Start of Stored records

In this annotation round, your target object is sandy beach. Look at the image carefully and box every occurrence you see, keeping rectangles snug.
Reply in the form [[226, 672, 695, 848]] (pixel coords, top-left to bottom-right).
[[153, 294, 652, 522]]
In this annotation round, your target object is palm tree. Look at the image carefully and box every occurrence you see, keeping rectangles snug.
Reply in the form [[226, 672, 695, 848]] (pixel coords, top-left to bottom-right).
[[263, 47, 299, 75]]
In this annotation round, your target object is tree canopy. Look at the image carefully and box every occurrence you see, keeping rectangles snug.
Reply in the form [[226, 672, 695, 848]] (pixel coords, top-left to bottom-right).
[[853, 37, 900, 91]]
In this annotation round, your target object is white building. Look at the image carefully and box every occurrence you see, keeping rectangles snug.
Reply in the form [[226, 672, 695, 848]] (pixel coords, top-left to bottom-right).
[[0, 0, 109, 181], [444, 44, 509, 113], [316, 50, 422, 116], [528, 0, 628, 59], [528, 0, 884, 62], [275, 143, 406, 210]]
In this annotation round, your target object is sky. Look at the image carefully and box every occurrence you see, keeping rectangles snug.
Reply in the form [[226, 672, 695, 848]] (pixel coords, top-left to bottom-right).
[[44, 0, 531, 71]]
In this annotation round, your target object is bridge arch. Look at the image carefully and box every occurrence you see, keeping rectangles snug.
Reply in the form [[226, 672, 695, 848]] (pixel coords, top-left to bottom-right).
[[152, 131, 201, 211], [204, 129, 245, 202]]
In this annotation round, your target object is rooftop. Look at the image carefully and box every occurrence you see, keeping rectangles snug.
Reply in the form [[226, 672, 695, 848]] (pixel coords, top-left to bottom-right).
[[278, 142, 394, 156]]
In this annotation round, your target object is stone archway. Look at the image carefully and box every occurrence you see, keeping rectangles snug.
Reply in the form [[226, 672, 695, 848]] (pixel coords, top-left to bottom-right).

End of Stored records

#### Work to do
Reproduce every line of the data above verbatim, from first to last, without changing anything.

#### Output for this exercise
In this annotation round, your target object is sandy beach. Look at the image carefully and box every occurrence you see, keeping rectangles snug.
Reply in the form [[226, 672, 695, 848]] (pixel coords, top-left to bottom-right).
[[153, 294, 652, 522]]
In this annotation round, your target object is palm tree. Look at the image carefully and box every occurrence you see, keeping rectangles snug.
Reply in the form [[226, 672, 695, 848]] (pixel coords, top-left to bottom-right).
[[263, 47, 299, 75]]
In this annotation round, your target object is tree canopy. Look at the image carefully and box every occurrence you see, keeping rectangles snug.
Reply in the form [[226, 672, 695, 848]] (pixel coords, top-left to bottom-right).
[[853, 37, 900, 91]]
In this annotation round, your target object is white building. Look at the image carefully and box every occurrence you see, keeping rectangles snug.
Reply in the form [[226, 672, 695, 848]] (pixel coords, top-left to bottom-right).
[[0, 0, 109, 181], [444, 44, 509, 113], [316, 50, 422, 116], [528, 0, 628, 59], [528, 0, 884, 62], [275, 143, 406, 210]]
In this annotation round, your target object is sky. Look at the image carefully and box every occurrence you see, keeping rectangles snug.
Reply in the form [[226, 672, 695, 848]] (pixel coords, top-left to bottom-right).
[[44, 0, 531, 71]]
In this annotation round, your target object is bridge arch. Look at the image carefully and box every occurrence you see, keeping rectangles snug.
Reply in the form [[226, 672, 695, 848]] (pixel coords, top-left to bottom-right).
[[152, 131, 201, 211], [204, 129, 245, 202]]
In this annotation round, your target object is rooftop. Look at the image carefully and box every occurrence you see, keeping rectangles snug.
Reply in the form [[226, 672, 695, 848]] (pixel coords, top-left to bottom-right).
[[278, 142, 394, 156]]
In this annotation round, your target object is stone archway. Look at the image carefully and box every occurrence you see, keeping rectangles snug.
Reply in the form [[226, 672, 695, 848]] (pixel coords, top-left to bottom-right).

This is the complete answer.